Natural-language object grounding data
******************************

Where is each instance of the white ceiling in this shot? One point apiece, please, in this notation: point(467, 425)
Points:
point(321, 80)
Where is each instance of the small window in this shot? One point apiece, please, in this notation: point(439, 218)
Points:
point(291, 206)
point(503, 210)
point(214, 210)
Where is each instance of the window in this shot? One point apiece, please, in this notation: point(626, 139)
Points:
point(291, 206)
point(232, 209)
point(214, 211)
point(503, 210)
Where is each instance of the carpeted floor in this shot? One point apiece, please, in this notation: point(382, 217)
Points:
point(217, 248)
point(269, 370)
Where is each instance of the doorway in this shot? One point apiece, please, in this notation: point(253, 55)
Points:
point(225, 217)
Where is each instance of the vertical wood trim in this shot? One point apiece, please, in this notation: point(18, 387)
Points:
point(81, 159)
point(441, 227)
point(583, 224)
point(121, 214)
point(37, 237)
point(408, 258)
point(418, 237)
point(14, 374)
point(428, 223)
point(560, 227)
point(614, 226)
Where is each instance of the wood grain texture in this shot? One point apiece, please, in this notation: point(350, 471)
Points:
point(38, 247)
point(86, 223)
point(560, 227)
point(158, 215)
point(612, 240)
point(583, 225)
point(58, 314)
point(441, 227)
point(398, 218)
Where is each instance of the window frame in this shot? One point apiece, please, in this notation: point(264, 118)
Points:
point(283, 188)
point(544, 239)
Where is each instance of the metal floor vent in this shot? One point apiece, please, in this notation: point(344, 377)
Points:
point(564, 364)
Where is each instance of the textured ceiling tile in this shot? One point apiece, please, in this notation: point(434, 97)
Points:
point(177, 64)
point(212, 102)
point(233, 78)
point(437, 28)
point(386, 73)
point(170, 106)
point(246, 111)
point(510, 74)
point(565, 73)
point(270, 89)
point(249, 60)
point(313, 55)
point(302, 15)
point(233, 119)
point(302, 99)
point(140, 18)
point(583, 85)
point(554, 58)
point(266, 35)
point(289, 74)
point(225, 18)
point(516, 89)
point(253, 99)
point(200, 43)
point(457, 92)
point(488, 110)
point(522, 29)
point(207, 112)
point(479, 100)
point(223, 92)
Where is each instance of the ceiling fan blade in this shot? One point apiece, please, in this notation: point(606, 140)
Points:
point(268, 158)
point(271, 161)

******************************

| PROBLEM STATEMENT |
Repeat each record word for word.

| ANSWER FOR THE TASK |
Where is each instance of the white ceiling in this shot? One point apiece, please, in this notation: point(467, 425)
Points:
point(321, 80)
Where is each instance of the small window in this shot? One point apiece, please, in this notation: point(439, 218)
Points:
point(291, 206)
point(503, 210)
point(214, 210)
Where is each instance of the window in this shot? One point apiece, please, in this notation: point(626, 139)
Points:
point(291, 206)
point(232, 209)
point(214, 211)
point(503, 210)
Where is each instance of the carpeted floor in this shot? One point apiece, please, in this notation: point(382, 217)
Points:
point(217, 248)
point(269, 370)
Where is each instance of the doorway in this shot? One point apiece, please, in this notation: point(253, 55)
Points:
point(225, 217)
Where is each instance of the vertical wood trim in this shot? One point apiece, please, in this notation: point(18, 387)
Points:
point(81, 159)
point(441, 227)
point(583, 224)
point(121, 214)
point(37, 237)
point(408, 258)
point(418, 237)
point(14, 374)
point(428, 223)
point(560, 227)
point(614, 226)
Where is each instance of the wood grain texture in this shot? One point apiece, please, in this notation: point(350, 471)
Points:
point(38, 247)
point(86, 223)
point(560, 227)
point(158, 215)
point(612, 240)
point(583, 225)
point(58, 314)
point(441, 227)
point(398, 218)
Where is each instance of the window frame in this shot? One point apiece, please, in this notation: point(264, 118)
Points:
point(283, 188)
point(544, 239)
Where is each instance of the metal floor vent in this shot? One point apiece, please, in this notation: point(344, 377)
Points:
point(564, 364)
Where is each instance of the textured ceiling tile in this shot? One point apiece, please, in this notation: point(434, 97)
Points:
point(177, 64)
point(212, 102)
point(233, 78)
point(437, 28)
point(386, 73)
point(170, 106)
point(246, 111)
point(510, 74)
point(565, 73)
point(270, 89)
point(249, 60)
point(313, 55)
point(302, 15)
point(233, 119)
point(302, 99)
point(140, 18)
point(583, 85)
point(554, 58)
point(266, 35)
point(289, 74)
point(225, 18)
point(516, 89)
point(253, 99)
point(200, 43)
point(457, 92)
point(488, 110)
point(522, 29)
point(207, 112)
point(479, 100)
point(223, 92)
Where is each instance of the ceiling fan blade in this shot? One point apiece, please, in this notation: point(606, 140)
Points:
point(268, 158)
point(271, 161)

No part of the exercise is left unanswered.